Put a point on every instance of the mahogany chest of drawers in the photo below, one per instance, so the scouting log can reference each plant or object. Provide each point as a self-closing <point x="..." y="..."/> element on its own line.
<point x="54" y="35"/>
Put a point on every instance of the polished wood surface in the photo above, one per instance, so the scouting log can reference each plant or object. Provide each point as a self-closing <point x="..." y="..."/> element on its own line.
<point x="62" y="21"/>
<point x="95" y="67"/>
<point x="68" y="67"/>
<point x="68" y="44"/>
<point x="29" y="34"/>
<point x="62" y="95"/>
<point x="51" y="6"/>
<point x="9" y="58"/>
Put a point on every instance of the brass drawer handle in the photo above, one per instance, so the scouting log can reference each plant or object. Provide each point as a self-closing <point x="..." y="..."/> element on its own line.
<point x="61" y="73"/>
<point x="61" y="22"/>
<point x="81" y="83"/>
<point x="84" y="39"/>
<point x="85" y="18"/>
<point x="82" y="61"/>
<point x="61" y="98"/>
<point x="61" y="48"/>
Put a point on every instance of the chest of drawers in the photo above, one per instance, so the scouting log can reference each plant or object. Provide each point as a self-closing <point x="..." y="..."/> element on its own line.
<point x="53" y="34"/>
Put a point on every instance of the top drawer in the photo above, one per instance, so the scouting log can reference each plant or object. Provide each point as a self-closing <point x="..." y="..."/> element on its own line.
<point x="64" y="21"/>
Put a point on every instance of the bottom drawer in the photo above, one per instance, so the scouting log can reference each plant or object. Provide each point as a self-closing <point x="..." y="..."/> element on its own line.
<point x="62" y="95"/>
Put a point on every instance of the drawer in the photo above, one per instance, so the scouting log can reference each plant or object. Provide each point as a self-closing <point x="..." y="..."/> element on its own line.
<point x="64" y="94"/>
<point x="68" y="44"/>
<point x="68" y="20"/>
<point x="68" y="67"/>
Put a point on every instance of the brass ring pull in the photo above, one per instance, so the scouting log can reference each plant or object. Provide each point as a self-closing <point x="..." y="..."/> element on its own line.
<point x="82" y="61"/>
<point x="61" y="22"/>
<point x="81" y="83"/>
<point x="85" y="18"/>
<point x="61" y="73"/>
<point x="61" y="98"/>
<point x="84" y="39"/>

+--

Exercise objective: Rescale the part that opens with the line containing "Put a point on every instance of the bottom" and runs through the end of the items, both ends included. Repeat every line in that part, requests included, and multiply each x and y coordinate in the answers by 2.2, rounding to whole numbers with halves rounded up.

Reply:
Put a point on every instance of the bottom drawer in the photo above, one per instance, so the scouting log can reference each plant or object. Provide each point as a self-closing <point x="..." y="..."/> element on its own line.
<point x="136" y="209"/>
Put a point on every instance of the drawer in the photo above, one per instance, so the scouting log can reference each plant or object. Provide each point as a self-closing <point x="..." y="..."/> element on its own line.
<point x="141" y="207"/>
<point x="150" y="97"/>
<point x="150" y="44"/>
<point x="150" y="147"/>
Put a point on every instance of the brass ring pull in the photo above, one per instance, so the scouting log can reference each plant or object. Provide each point as a self-closing <point x="..." y="..."/> element on its own line.
<point x="180" y="134"/>
<point x="134" y="48"/>
<point x="178" y="183"/>
<point x="187" y="40"/>
<point x="134" y="161"/>
<point x="134" y="216"/>
<point x="185" y="86"/>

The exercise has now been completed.